▸ DIRECTION
Reproduce every one of the rows below word for word, leaving out the pictures.

"""

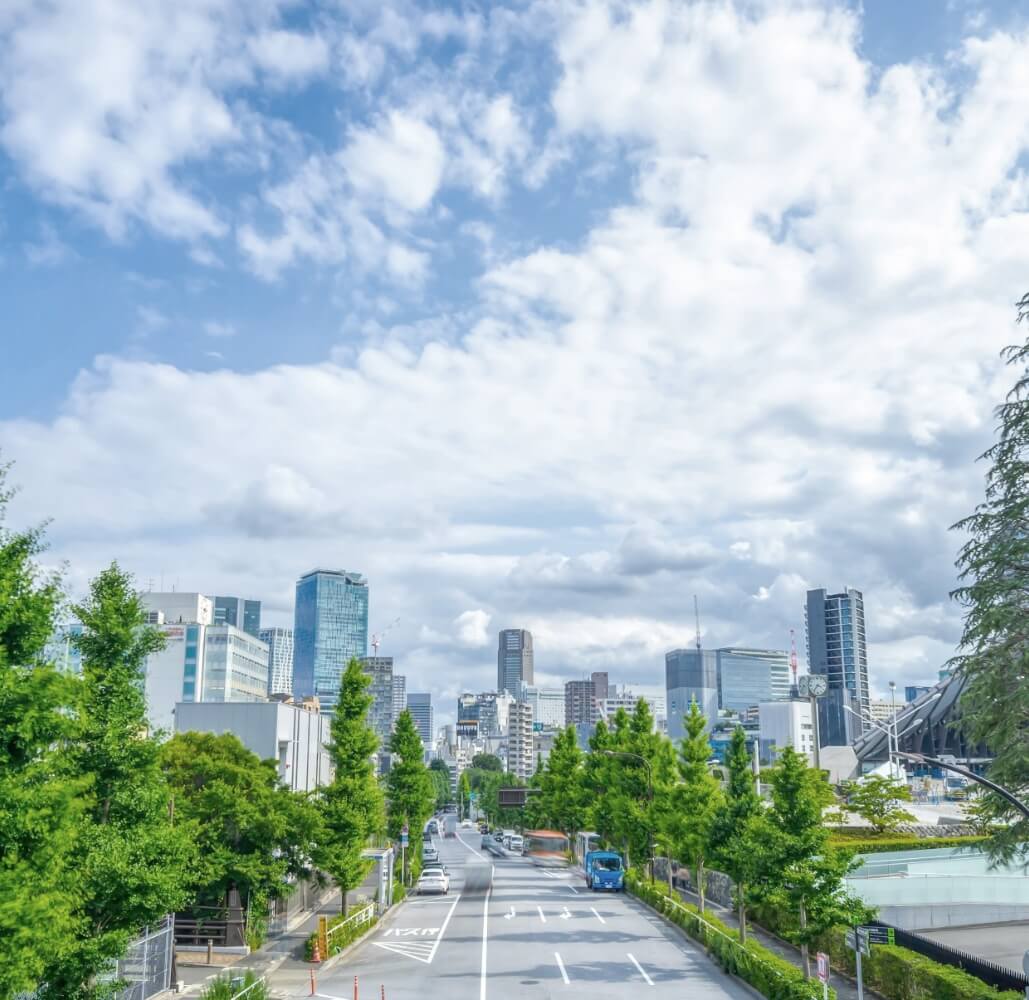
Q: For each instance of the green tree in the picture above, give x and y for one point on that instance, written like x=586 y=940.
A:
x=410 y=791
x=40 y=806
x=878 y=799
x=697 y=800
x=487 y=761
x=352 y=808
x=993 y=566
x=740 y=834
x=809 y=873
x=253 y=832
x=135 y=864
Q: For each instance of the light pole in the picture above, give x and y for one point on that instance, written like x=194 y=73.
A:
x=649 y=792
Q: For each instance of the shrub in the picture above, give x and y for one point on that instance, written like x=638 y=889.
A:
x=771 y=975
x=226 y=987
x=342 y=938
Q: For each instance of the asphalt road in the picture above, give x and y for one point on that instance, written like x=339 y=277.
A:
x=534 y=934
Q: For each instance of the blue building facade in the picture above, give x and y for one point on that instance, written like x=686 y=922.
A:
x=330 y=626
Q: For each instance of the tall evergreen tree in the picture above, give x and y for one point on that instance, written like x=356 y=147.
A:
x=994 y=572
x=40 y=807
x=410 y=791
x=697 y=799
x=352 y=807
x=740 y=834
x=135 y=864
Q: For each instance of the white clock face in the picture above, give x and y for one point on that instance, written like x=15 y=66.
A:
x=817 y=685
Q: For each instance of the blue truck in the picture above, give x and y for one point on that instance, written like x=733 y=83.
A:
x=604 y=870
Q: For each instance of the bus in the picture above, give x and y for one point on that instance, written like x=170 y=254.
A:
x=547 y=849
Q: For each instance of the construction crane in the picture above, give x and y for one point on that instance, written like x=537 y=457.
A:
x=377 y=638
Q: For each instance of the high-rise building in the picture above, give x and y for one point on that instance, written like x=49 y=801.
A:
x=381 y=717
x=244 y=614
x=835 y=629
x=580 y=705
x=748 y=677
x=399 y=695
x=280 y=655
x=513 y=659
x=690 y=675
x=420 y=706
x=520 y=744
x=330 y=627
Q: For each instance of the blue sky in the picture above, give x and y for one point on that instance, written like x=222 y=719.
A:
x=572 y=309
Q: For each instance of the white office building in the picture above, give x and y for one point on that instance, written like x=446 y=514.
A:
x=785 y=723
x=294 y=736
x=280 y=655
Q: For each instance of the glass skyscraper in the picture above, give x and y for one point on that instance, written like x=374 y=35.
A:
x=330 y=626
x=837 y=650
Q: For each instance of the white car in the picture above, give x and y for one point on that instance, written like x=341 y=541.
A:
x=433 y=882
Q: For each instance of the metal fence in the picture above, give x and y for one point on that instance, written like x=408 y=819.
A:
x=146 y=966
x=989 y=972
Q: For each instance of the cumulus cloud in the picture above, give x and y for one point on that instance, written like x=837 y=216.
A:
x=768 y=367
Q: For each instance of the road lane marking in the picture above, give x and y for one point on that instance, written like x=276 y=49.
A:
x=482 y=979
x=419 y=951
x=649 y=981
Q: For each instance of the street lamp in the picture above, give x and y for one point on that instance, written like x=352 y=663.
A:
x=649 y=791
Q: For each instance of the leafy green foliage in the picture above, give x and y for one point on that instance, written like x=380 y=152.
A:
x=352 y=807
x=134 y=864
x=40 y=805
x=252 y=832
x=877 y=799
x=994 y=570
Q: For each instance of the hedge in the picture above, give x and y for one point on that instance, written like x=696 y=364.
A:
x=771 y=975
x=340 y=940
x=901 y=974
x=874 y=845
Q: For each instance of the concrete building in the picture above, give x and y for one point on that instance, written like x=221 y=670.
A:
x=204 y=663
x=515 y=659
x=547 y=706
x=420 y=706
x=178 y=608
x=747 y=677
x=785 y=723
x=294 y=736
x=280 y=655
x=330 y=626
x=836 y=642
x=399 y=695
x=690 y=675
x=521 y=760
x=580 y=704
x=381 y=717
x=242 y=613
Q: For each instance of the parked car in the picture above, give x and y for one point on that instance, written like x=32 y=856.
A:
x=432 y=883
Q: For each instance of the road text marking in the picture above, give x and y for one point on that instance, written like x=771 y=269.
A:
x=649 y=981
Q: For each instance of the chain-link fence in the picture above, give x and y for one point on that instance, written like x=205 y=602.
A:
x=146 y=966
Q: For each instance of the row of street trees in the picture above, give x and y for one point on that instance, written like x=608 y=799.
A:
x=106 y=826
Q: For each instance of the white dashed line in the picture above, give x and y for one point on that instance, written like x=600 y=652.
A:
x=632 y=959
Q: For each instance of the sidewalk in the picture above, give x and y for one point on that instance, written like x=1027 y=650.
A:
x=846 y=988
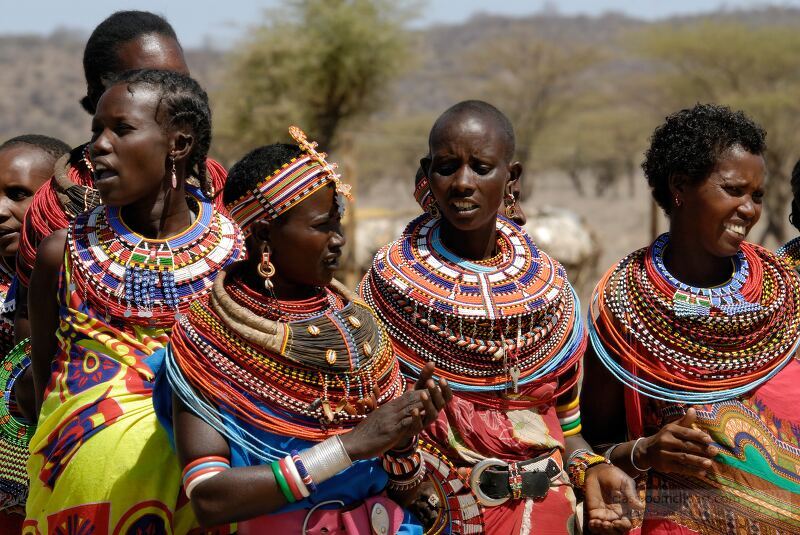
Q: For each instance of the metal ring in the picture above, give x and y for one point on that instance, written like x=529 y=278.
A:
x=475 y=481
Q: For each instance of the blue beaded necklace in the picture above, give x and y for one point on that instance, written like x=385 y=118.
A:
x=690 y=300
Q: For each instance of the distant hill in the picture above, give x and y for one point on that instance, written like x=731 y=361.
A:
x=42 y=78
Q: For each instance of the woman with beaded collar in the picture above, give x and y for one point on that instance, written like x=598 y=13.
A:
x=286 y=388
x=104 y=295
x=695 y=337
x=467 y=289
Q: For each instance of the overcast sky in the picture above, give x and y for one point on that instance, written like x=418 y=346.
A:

"""

▸ FINAL ANSWER
Q: For each instance of the green tree in the picture above, give x and y for one point on that instance, written like x=586 y=940.
A:
x=410 y=791
x=40 y=806
x=878 y=799
x=697 y=800
x=487 y=761
x=352 y=808
x=993 y=566
x=740 y=834
x=809 y=873
x=253 y=832
x=135 y=864
Q: For each instance of the light pole in the picture above, give x and y for one point on that instance, written like x=194 y=73.
A:
x=649 y=792
Q: For each instance of the shrub in the picture above, give x and y for one point on that instance, written like x=638 y=889.
A:
x=771 y=975
x=226 y=987
x=342 y=938
Q: For each instance of the asphalt road in the picture above, give x and y for one point on that instance, written like x=339 y=277.
A:
x=534 y=934
Q: For each instance of the blue building facade in the picture above, give x and y for one point on that instance, written like x=686 y=922.
A:
x=330 y=626
Q: For each instance of the tall evergreen tree in the picture above, give x and y for one point on that instance, written like x=356 y=147.
A:
x=994 y=572
x=40 y=807
x=410 y=791
x=697 y=799
x=352 y=807
x=740 y=834
x=135 y=864
Q: For each instance of the white clock face in the picture above, give x and y for one point on that instance, written like x=15 y=66.
A:
x=817 y=685
Q: For each instance of the blue truck in the picture above, give x and y for one point on that instance, written like x=733 y=83.
A:
x=604 y=870
Q: For each instance of the bus in the picture above, give x and y for one point on that instance, written like x=170 y=254.
A:
x=547 y=849
Q: For each instance of the construction crane in the picture above, give x and y for one point on that instance, written like x=537 y=457.
A:
x=377 y=638
Q: For each instance of the high-rise building in the picture above, give x and y for one point on that instance, written like x=49 y=801.
A:
x=381 y=717
x=244 y=614
x=835 y=629
x=580 y=705
x=748 y=677
x=399 y=695
x=280 y=655
x=513 y=659
x=690 y=675
x=420 y=706
x=520 y=744
x=330 y=627
Q: For each instance of the blue sky in the picture above, give x and y for one point on that instance, written like x=222 y=719.
A:
x=572 y=309
Q: For each instance of the white office building in the picture above, give x and y for one point on that instance, written like x=446 y=514.
A:
x=785 y=723
x=294 y=736
x=280 y=655
Q: For each instance of the glass skyscraper in the picture above, give x and y for one point on that instance, written like x=374 y=35.
A:
x=330 y=626
x=837 y=650
Q: For each instance of the white car in the picture above, give x and y for one point on that instance, written like x=341 y=541.
A:
x=433 y=882
Q: For each instance of the metal fence in the picture above, give x and y for one point on that instance, written like x=408 y=819.
A:
x=146 y=966
x=989 y=972
Q: For each instance of the cumulus cloud in the picture above, give x and y for one point on that instance, written like x=837 y=216.
A:
x=768 y=367
Q: For each instance of the road lane marking in the picture above, give x and y for one point on that instance, written like x=276 y=49.
A:
x=482 y=979
x=419 y=951
x=649 y=981
Q: For each instance of the street lamp in the picture above, give x and y for one point on that instance, written like x=352 y=663.
A:
x=649 y=791
Q: For each instance of the leafy green foliage in the picture above, give x and y for one point on that instance, written like x=380 y=152.
A:
x=352 y=807
x=134 y=864
x=40 y=805
x=252 y=832
x=877 y=799
x=994 y=570
Q: For each instance of the hedge in the picture above, give x and y for one point on that instance, written like x=696 y=364.
A:
x=771 y=975
x=340 y=940
x=901 y=974
x=874 y=845
Q: For each instance of the concrete building in the picture above, give x and y for one point on that instance, written like x=221 y=670.
A:
x=204 y=663
x=515 y=659
x=547 y=706
x=420 y=706
x=178 y=608
x=747 y=677
x=785 y=723
x=294 y=736
x=280 y=655
x=330 y=626
x=836 y=642
x=399 y=695
x=690 y=675
x=521 y=760
x=580 y=704
x=381 y=717
x=242 y=613
Q: For each instance of the parked car in the picture above, give x and y for one point on that instance, written like x=32 y=856.
A:
x=432 y=883
Q: For each instance of the road text marking in the picture above, give x and y for one point on that instance, written like x=771 y=269.
A:
x=649 y=981
Q: For each instance of the chain-link fence in the picture above, give x and y for one point on that instance, written like x=205 y=602.
A:
x=146 y=966
Q: For each instance of the row of street trees in the picture above, give x and y for one point on that instance, written like x=608 y=799.
A:
x=106 y=826
Q: For each instance of the white dashed line in the picture above, give x and y for one point on that instance, written like x=600 y=652.
A:
x=632 y=959
Q: For each instance of the sidewalk in the picture above, give x and y for one point on that instance, written like x=1027 y=650.
A:
x=846 y=988
Q: For each instance of the metal ring in the picture above, give x and y for one point on that instance, written like x=529 y=278.
A:
x=475 y=481
Q: For each instance of the blue beaded necklace in the picture above, give x and y for one point on that instance, written like x=385 y=118.
A:
x=690 y=300
Q: For each instance of the distant hill in the picture above, give x and y for one point on that instance, written like x=731 y=361.
A:
x=42 y=78
Q: For each instance of the woman with beaded collar in the picture above, give x and y for one point on that instance, written like x=598 y=13.
A:
x=286 y=388
x=104 y=295
x=695 y=337
x=467 y=289
Q: For each instance of the overcast sky in the picture above, give x and y for one point on that instance, written like x=418 y=346.
A:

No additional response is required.